◆ PROVIDED RECORDS
▶

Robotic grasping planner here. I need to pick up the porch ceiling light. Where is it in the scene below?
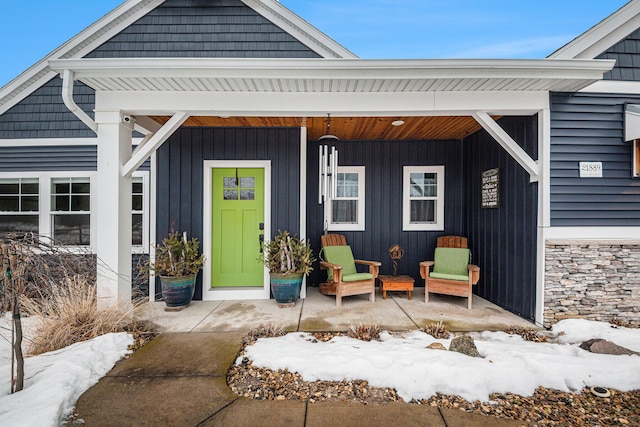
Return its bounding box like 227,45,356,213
318,113,340,141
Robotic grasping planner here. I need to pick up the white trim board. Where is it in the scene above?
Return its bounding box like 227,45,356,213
544,227,640,241
202,160,271,301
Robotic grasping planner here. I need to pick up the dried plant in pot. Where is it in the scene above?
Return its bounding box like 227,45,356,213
145,231,205,309
261,230,315,307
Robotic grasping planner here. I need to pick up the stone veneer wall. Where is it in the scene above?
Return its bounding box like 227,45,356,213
544,240,640,327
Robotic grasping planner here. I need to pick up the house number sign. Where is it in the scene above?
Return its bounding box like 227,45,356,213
482,168,500,209
580,162,602,178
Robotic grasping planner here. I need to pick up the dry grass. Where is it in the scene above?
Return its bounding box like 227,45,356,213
20,276,151,354
422,320,451,340
242,323,286,346
505,326,547,342
347,323,380,341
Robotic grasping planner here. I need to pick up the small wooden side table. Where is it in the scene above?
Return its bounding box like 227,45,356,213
378,275,414,299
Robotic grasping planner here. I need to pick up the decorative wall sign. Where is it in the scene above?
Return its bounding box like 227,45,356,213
482,168,500,209
580,162,602,178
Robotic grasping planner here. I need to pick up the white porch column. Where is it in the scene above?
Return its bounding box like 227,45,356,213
94,111,133,308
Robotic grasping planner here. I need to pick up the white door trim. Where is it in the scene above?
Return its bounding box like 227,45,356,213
202,160,271,301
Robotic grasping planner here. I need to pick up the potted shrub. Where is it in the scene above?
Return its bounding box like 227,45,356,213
148,231,204,308
262,230,315,307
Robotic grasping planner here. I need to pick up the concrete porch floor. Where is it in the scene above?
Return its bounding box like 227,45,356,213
143,287,535,333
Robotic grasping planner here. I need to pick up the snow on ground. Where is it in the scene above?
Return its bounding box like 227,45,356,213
244,320,640,401
0,316,133,427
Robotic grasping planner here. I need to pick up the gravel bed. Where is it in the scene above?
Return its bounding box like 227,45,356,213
227,334,640,427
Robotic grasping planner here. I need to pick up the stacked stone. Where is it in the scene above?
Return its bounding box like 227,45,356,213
544,241,640,327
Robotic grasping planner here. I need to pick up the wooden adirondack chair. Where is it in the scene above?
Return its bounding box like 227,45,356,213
420,236,480,309
320,234,382,307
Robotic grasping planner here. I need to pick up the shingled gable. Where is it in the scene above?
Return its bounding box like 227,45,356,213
0,0,356,115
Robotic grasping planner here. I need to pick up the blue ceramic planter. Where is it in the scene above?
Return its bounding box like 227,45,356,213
160,274,196,307
270,273,304,307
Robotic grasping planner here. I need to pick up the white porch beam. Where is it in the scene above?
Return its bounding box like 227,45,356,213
62,70,98,133
122,111,189,177
92,111,133,308
96,91,549,117
472,111,539,182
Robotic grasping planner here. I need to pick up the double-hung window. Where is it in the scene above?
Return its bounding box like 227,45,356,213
402,166,444,231
327,166,365,231
0,178,40,240
51,177,91,246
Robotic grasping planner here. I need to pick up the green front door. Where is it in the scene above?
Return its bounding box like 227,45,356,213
211,168,264,288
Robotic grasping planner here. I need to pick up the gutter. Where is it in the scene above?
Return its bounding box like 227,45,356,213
62,70,98,134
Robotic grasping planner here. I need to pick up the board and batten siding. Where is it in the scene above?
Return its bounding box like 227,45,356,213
307,140,464,286
550,93,640,227
0,0,319,139
464,117,538,319
156,127,300,300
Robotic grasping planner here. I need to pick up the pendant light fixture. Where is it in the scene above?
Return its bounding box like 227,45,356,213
318,113,340,141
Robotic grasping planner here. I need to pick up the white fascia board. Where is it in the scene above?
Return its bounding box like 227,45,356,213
49,58,615,80
96,91,549,117
548,0,640,59
240,0,356,58
0,0,165,114
579,80,640,95
545,227,640,241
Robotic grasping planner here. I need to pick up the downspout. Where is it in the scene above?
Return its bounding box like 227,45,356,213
62,70,98,134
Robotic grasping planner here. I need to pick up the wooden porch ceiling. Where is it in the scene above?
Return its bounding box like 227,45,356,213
151,116,481,141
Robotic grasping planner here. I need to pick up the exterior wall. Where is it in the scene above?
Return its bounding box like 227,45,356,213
156,127,300,299
464,117,538,319
544,240,640,327
551,93,640,227
598,29,640,81
0,0,318,139
307,140,464,286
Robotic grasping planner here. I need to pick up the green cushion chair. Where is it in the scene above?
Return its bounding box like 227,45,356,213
320,241,381,307
420,247,480,309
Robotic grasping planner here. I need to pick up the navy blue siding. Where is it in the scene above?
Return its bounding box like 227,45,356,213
464,117,538,319
0,145,150,172
86,0,319,58
156,127,300,299
598,29,640,81
551,93,640,226
0,77,96,139
307,140,464,286
0,0,319,139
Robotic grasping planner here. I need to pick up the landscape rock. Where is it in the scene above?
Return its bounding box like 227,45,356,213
427,342,447,350
580,338,639,355
449,335,482,357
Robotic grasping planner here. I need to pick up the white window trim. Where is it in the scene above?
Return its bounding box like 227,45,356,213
0,171,151,254
325,166,366,231
402,166,445,231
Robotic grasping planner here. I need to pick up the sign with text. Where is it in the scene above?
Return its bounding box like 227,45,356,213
482,168,500,208
580,162,602,178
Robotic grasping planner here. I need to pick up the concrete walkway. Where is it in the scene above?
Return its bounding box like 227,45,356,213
76,289,532,427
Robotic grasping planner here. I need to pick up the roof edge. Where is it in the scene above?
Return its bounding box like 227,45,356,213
547,0,640,59
240,0,357,58
0,0,165,114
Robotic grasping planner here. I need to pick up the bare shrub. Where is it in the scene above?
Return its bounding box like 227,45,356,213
505,326,547,342
347,323,380,341
422,320,451,340
0,233,153,354
242,323,286,346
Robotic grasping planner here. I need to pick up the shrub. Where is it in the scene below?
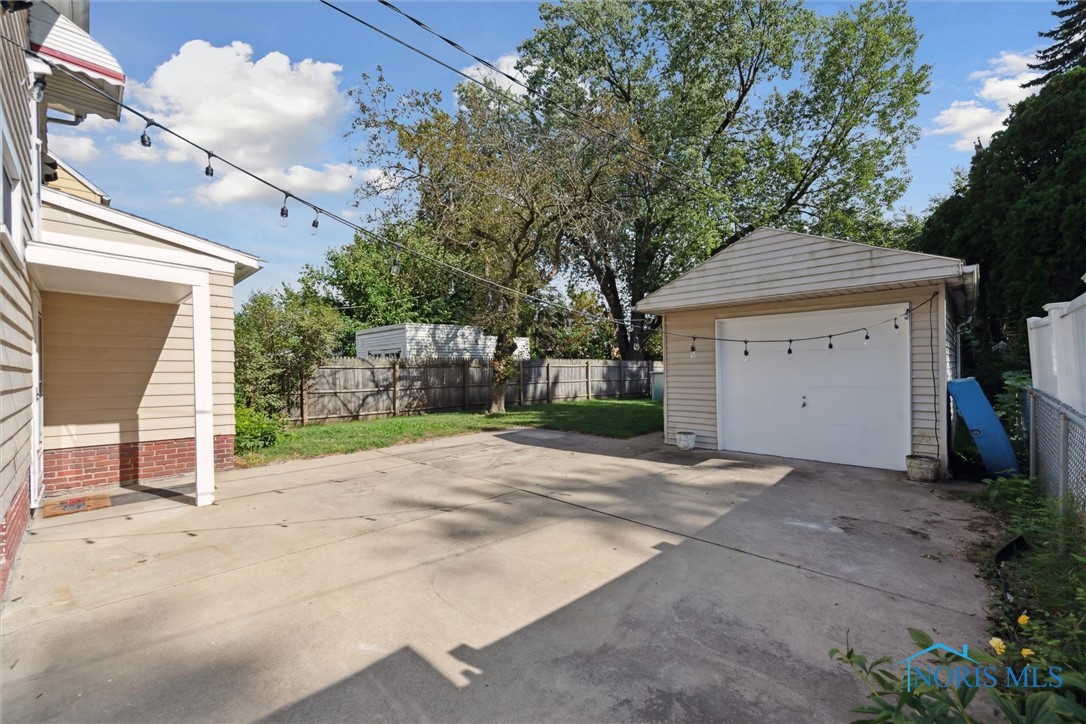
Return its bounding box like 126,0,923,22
233,407,287,453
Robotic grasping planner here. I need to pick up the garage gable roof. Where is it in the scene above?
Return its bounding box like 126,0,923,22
637,228,971,314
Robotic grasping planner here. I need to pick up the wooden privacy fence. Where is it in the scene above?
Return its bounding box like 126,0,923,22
287,357,662,424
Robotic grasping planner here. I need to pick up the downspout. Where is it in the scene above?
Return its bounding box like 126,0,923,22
954,315,973,380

◀

◆ WORK TO COMPLETE
Reproduce all of the lines above with "pick up" replaced by "lift" wherever it occurs, changing nothing else. Leave the pictures out of your answer.

◆ FULL RESPONSE
Robotic grasping planner here. I need to lift the porch ceiling light. Where is it in the scene below?
Return its bounding box like 227,45,356,213
318,113,340,141
Robotic grasping planner here. I need to lift the white trim board. Where is it in the scene above?
Return its bounding box like 227,45,356,213
544,227,640,241
202,160,271,301
Robotic grasping planner here. I need to lift the dried plant in pot. Where is it in the scene above?
Return its bounding box like 227,45,356,213
145,231,205,309
261,230,315,307
Robotic grasping planner here. I need to lift the stone veneer wall. Where is it in the scene above?
Return its bounding box like 227,45,356,213
544,240,640,327
Robotic grasping planner here. I need to lift the house number sign. Where is it in the scene above?
Return its bounding box like 227,45,356,213
482,168,500,209
580,162,602,178
Robotic grasping planner here. I need to lift the dry grass. Where is it in the scene above?
Return its bounding box like 227,45,356,213
20,276,151,354
422,320,451,340
242,323,286,346
505,326,547,342
347,323,380,341
Robotic grasping planner here. I need to lift the small wooden side table. Where is it in the scene above?
Return its bounding box like 227,45,356,213
378,275,414,299
Robotic grasping planner here. I need to lift the decorative wall sign. Where is it in the scene above?
Return its bounding box like 227,45,356,213
482,168,500,209
580,162,602,178
Robotic grasping planner here. I need to lift the white porch column. Where is it in the scene above?
Return its bounding box like 227,45,356,213
94,111,133,308
Robotic grasping planner here. I need to lift the white door trim. Where is it in the scene above?
Return its bounding box like 227,45,356,213
202,160,271,301
Robotic grasping planner here. I need to lift the potted shrub. Where is it in the scene above?
Return its bounding box like 227,45,356,213
148,231,204,308
262,230,315,307
Robotic grasping planner here. I need to lift the concrete porch floor. Where is it in the scene above?
Return its bounding box like 227,45,356,213
143,287,535,333
Robotic grasping planner here. I need to lift the snow on ground. Where is it in the scene above?
Return its bounding box like 227,45,356,213
244,320,640,401
0,316,133,427
Robotic grasping planner here. I need to lift the gravel bed. Where is it in the scene above?
Return its bounding box like 227,45,356,213
227,334,640,427
Robotic grasping planner here. I need to lift the stacked stone. Where is it in the scene above?
Return its bounding box like 227,45,356,213
544,241,640,327
Robotic grasping planner here. I need to lift the wooden adirondack chair. Where is it in the scene above?
Return its bounding box like 227,45,356,213
420,236,480,309
320,234,382,307
Robotic grasping planner here. I need to lift the shingled gable. Where is it in the scene above?
Return its bounding box like 227,45,356,213
0,0,356,115
Robotic grasping planner here. I need to lift the blue ceramic planter. Where is it in the scene above?
Return its bounding box like 227,45,356,213
160,274,196,307
270,273,304,307
Robotic grasping planner here. I need to lift the white porch beam. Where is it in the scene above?
Return its bounding box like 227,45,356,213
62,70,98,133
122,111,189,177
92,111,133,308
96,91,549,117
472,111,539,182
Robotic grasping planner here. I need to lift the double-hung window. Where is it in the scene above?
Return its bounding box like 227,45,356,213
402,166,444,231
327,166,365,231
0,178,40,240
51,177,91,246
Robotic grasping planner here. I need to lift the green front door. Where is it in the scene above?
Return its bounding box like 227,45,356,213
211,168,264,288
Robotic grasping planner here. I need to lift the gutter. Where is it in the scene above?
Return its bounding box like 227,45,356,213
62,70,98,134
Robotic grasping planner here. I need to lift the board and batten siding. Where is it in the scene above?
Return its bounding box like 227,45,356,213
307,140,464,286
550,93,640,227
0,0,319,139
464,117,538,319
156,127,300,300
Robotic grasping planner here. I need to lift the pendant light fixture. Where is it in the scene above?
Return its bounding box like 227,45,356,213
318,113,340,141
Robotic grasping planner here. I need to lift the white fascia board. Where is it in the scene above?
Return its bounding box like 227,45,356,213
49,58,615,80
96,91,549,117
548,0,640,59
240,0,356,58
0,0,165,114
579,80,640,95
545,227,640,241
Robotic grasping planner here. I need to lift the downspout. Where is it in the scene above?
Return its bounding box like 227,45,356,213
62,70,98,134
Robotic grasping planner here. I need to lift the wooden porch ceiling. Where is it in the scene above?
Return its bounding box like 227,45,356,213
151,116,481,141
Robotic grasping planner here. I need to lift the exterior wall. Where is it in the scene above?
Return its bounding box like 227,45,356,213
156,127,300,299
464,117,538,319
544,240,640,327
551,93,640,227
598,29,640,81
0,0,318,139
307,140,464,286
Robotic grasping planner here. I need to lift the green cushion chair. Where is it in the scene above?
Return its bounding box like 227,45,356,213
320,241,381,307
420,247,480,309
Robotic grasping planner here. I need to lift the navy blue siding. Where is it in the scene above?
Return its bounding box like 227,45,356,213
464,117,538,319
0,145,150,172
86,0,319,58
156,127,300,299
598,29,640,81
551,93,640,226
0,77,96,139
307,140,464,286
0,0,319,139
Robotic grasping planner here. I need to lift the landscape rock. Where is it in the scene above?
Return its bounding box like 227,45,356,213
427,342,447,350
580,338,639,355
449,335,482,357
Robotic grasping planner here. I need to lift the white window trim. Where is it in the scene above?
Return its bounding box like 227,45,356,213
0,171,151,254
325,166,366,231
402,166,445,231
Robotic grasping planner here. I need to lift the sign with text. Where is it in the scene above?
Return its bounding box like 227,45,356,213
482,168,500,208
580,162,602,178
Robotic grasping planner here. I need to lift the concrete walkway. Where is it in the scene above?
Return its bounding box like 227,45,356,213
76,289,532,427
Robotic grasping planner here. I need to lift the roof edge. Where is it in the scene above?
Return its bounding box like 227,45,356,213
547,0,640,59
240,0,357,58
0,0,165,114
Robotic grasping planner here. I need to lift the bare shrub. Where is it in the scene above?
Return its bounding box like 227,45,356,213
505,326,547,342
347,323,380,341
422,320,451,340
0,233,153,354
242,323,286,346
Robotic grasping planner here. I need to lift the shrub. Where is it in the scene below?
Return its bounding box like 126,0,923,22
233,407,287,453
Robotic grasping planner here. I need to lift the garage gable roof. Where is it in the scene above?
Return its bounding box like 126,0,923,22
637,228,971,314
Robotic grasping planner here. I need to lift the wooden privacy fence. Where is it in the scene above?
Return its bounding box like 126,0,923,22
287,357,662,424
Robotic grasping planner here. I need to lift the downspout. Where is it in the scene above?
Return its bounding box like 126,0,923,22
954,315,973,380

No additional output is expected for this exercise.